▸ **Provided passage**
|---|
Many of these jobless young men are products of religious schools, known as madrasas, run by radical clerics who favor Islamist teachings and an anti-Western creed. For the last 15 years, according to a government estimate, two million young men have passed through them, many then scooped up by the Taliban, Lashkar-e-Taiba and other militant groups.

The breadth of hard-line Islamist belief was exposed last month when an elite police guard shot a senior politician, Salman Taseer, for his opposition to the nation’s blasphemy laws.

The security guard, Malik Mumtaz Hussain Qadri, has catapulted to the front row of contemporary Pakistani heroes and was hailed by lawyers, mainstream politicians and religious leaders. Rallies are being held on a weekly basis in his honor.

Well-to-do secular families who serve liquor in their big city homes nervously talk of their servants “doing a Qadri,” voicing a fear that the flotilla of help that is common among the privileged will turn on their patrons.

In a sign of the anxiety among politicians about the mood on the street, the government decided Monday not to raise gas prices as scheduled. In January, to stave off the collapse of its parliamentary majority, the government similarly canceled a 9 percent fuel increase.

In combination with the failure of members of Parliament to raise taxes on themselves, the steps have done little to heal Pakistan’s budget woes. In a briefing to the members, the finance minister, Abdul Hafeez Shaikh, said the fiscal deficit would reach 8.5 percent of the gross domestic product by midyear, nearly double the target set by the International Monetary Fund.
|---|
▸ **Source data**

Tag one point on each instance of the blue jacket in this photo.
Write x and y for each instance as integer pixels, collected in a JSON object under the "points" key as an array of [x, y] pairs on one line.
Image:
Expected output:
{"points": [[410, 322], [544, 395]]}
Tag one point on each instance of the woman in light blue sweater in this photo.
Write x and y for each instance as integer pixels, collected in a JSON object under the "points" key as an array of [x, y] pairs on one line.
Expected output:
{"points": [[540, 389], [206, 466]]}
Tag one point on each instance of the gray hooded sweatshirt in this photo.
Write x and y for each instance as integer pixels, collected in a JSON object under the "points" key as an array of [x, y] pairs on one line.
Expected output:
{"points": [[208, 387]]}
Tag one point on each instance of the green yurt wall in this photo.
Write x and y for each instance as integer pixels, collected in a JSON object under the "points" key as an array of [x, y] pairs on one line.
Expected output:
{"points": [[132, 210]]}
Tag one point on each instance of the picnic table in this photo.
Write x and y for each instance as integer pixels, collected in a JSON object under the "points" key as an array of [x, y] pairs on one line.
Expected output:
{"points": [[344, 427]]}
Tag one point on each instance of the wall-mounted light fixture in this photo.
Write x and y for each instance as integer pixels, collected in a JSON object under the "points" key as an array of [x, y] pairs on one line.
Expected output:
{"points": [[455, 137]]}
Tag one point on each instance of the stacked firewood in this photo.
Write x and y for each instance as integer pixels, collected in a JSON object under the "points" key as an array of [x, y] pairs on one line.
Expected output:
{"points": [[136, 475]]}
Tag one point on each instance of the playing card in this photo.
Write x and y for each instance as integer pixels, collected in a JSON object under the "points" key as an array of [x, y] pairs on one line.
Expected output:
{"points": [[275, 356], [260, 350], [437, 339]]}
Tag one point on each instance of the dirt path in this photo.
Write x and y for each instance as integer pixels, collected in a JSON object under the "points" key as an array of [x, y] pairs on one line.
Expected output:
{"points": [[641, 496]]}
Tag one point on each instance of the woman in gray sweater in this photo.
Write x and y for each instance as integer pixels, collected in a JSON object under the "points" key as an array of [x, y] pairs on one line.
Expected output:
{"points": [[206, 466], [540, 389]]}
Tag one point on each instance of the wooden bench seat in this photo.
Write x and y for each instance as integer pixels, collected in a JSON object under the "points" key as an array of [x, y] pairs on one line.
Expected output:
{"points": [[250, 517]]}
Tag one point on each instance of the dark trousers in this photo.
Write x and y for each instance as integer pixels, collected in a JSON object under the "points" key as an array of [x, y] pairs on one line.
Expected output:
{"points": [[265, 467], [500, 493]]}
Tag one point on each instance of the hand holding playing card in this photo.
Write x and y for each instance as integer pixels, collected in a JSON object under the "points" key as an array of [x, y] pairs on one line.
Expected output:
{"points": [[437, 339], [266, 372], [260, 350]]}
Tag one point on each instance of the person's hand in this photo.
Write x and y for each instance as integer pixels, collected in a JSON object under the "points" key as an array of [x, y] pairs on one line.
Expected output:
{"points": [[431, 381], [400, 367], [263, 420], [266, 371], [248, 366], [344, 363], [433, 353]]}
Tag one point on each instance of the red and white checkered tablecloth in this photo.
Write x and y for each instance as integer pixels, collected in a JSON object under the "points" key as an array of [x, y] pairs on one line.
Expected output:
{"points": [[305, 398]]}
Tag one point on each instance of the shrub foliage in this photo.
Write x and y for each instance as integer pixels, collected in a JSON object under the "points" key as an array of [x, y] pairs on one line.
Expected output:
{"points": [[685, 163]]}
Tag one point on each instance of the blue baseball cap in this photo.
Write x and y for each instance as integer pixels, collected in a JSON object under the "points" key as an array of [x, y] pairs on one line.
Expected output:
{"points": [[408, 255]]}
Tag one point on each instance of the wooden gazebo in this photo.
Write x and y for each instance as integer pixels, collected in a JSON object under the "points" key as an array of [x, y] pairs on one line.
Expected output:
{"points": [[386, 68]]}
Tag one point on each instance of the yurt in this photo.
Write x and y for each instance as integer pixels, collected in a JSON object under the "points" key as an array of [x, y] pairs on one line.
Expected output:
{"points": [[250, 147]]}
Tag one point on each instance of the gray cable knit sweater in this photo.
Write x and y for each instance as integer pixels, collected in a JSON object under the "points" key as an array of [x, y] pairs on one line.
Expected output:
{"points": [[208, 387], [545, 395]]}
|---|
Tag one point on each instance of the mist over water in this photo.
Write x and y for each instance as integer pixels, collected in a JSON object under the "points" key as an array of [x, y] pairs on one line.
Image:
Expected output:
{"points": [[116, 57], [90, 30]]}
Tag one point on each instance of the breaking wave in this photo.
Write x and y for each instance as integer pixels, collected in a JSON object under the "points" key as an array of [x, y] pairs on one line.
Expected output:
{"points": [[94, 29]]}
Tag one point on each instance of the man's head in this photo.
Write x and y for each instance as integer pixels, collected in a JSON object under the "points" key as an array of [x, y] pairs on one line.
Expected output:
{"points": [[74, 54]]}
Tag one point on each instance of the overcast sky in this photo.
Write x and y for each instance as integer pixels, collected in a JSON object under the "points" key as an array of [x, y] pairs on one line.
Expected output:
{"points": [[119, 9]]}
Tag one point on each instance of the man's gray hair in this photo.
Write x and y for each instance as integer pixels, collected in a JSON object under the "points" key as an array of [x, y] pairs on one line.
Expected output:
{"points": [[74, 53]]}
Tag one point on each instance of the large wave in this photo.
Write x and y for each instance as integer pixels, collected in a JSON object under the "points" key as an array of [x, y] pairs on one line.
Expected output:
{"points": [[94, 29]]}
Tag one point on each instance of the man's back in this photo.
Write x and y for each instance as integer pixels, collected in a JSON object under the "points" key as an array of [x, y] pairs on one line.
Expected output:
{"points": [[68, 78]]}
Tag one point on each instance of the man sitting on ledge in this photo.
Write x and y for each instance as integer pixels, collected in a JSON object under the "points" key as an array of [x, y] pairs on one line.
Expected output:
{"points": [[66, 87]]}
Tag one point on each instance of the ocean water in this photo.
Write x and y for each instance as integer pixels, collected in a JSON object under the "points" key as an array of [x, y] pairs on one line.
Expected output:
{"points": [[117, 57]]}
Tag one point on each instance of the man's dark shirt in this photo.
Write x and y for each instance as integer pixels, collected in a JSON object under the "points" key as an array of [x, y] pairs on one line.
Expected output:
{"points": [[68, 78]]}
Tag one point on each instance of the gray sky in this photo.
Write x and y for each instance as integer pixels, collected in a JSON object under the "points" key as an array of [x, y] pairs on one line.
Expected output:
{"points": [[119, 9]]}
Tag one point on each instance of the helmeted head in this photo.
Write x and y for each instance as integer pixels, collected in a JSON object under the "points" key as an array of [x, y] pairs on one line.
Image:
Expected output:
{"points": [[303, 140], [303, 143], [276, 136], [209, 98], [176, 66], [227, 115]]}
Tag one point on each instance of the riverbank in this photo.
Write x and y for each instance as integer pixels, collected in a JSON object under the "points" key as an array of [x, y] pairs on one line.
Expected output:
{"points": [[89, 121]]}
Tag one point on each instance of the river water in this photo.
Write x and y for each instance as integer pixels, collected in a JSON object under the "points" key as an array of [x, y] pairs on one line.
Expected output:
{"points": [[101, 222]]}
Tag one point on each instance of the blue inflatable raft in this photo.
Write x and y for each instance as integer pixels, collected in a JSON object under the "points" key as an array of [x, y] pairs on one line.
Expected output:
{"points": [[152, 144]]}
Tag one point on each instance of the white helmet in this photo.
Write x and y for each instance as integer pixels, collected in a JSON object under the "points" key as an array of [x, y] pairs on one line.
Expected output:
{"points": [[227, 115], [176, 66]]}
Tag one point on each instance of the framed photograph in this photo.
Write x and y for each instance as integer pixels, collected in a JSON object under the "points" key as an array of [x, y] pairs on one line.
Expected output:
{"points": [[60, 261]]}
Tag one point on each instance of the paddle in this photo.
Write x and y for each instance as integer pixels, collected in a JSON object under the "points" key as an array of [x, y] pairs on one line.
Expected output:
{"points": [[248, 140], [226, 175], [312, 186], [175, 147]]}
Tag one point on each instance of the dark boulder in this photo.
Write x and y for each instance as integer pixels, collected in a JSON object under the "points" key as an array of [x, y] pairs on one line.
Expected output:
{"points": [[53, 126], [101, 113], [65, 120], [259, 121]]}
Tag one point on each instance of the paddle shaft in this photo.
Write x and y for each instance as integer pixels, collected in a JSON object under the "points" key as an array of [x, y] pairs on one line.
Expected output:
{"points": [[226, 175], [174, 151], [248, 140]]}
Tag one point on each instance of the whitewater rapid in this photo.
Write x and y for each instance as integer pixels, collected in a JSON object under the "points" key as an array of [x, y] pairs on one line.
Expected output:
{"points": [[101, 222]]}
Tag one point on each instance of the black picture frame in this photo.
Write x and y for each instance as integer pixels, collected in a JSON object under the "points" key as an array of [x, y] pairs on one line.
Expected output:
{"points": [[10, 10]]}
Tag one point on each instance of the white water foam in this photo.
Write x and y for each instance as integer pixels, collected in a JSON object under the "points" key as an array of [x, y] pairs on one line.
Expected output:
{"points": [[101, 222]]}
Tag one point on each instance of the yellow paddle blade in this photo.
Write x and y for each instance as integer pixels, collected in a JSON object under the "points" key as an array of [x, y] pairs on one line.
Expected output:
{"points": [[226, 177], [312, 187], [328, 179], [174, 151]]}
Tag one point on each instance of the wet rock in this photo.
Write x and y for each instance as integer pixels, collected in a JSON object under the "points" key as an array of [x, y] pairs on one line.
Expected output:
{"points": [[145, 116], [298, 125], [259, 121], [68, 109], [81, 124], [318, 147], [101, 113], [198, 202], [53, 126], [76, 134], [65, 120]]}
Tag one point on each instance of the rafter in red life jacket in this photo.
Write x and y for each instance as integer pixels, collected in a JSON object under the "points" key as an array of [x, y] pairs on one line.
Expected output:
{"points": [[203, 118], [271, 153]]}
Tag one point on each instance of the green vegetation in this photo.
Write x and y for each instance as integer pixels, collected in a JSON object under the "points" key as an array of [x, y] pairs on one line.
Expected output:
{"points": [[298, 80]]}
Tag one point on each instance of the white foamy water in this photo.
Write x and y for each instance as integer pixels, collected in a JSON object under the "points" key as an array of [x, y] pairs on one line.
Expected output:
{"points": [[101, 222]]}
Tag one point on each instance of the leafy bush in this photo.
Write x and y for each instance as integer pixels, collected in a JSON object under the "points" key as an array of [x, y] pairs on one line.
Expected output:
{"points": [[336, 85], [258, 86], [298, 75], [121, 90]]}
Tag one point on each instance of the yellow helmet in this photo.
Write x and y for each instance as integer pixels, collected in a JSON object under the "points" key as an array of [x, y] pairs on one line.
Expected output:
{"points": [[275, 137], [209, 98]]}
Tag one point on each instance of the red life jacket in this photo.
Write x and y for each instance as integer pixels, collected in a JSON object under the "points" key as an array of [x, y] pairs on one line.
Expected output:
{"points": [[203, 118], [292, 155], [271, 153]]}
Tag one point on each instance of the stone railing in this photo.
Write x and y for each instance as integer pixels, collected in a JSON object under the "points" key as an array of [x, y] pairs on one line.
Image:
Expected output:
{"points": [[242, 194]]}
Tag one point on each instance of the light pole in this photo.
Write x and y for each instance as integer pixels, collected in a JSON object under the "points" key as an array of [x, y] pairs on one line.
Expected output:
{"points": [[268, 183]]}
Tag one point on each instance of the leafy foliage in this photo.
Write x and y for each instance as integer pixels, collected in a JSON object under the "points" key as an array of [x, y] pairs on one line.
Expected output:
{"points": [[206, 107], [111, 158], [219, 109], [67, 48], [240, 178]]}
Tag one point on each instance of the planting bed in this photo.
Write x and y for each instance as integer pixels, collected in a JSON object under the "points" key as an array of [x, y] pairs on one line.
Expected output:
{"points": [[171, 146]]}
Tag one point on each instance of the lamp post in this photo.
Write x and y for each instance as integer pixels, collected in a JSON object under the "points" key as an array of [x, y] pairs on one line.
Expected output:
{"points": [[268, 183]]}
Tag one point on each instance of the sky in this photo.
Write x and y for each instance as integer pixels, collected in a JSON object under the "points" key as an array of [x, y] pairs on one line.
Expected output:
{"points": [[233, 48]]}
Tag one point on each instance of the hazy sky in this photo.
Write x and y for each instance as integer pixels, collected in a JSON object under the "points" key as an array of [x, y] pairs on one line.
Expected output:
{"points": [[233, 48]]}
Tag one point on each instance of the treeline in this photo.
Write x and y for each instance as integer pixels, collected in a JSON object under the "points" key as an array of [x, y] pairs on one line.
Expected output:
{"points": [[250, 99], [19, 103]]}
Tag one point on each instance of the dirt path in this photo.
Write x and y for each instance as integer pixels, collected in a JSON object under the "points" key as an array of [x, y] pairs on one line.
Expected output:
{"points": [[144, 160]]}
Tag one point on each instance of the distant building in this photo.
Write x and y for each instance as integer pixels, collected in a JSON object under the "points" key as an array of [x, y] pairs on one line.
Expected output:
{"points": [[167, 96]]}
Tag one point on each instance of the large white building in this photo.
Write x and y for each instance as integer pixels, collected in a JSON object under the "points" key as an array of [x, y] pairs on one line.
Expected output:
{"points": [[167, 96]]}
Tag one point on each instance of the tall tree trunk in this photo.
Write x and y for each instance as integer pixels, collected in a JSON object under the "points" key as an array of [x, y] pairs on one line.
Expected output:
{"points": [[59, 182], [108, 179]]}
|---|
▸ **Exercises**
A. According to the passage on Pakistan, what level did the finance minister say the fiscal deficit would reach by midyear?
B. List every person named in the passage on Pakistan.
C. Write the next part of the passage on Pakistan, beginning after its final sentence.

▸ **Task-by-task answers**
A. 8.5 percent of the gross domestic product, nearly double the target set by the International Monetary Fund.

B.
- Salman Taseer
- Malik Mumtaz Hussain Qadri
- Abdul Hafeez Shaikh

C.
But Pakistan has become the nuclear-armed version of “too big to fail.” It has been made easier for Mr. Zardari, Mr. Gilani and other politicians to balk at hard economic choices knowing that the I.M.F. and the United States — which is now providing about $2 billion a year in assistance — will continue to bail them out, analysts and diplomats say.

“The West looks at Pakistan with increasing horror but continues to insist that this is called the pain of evolving democracy,” said Mr. Tareen, the politician and businessman.

But before democracy could take hold in Pakistan, the patronage system that passes for it will have totally plundered the country, he said.

Then, he said, the people, frustrated by the failure of representative democracy, will respond to the slogans calling for Islamic rule and the ouster of the United States. “Those forces will sweep into power,” Mr. Tareen said, “and it will be as much of a surprise to us, the ruling elite, as the elite guard’s murder of Salman Taseer last month.”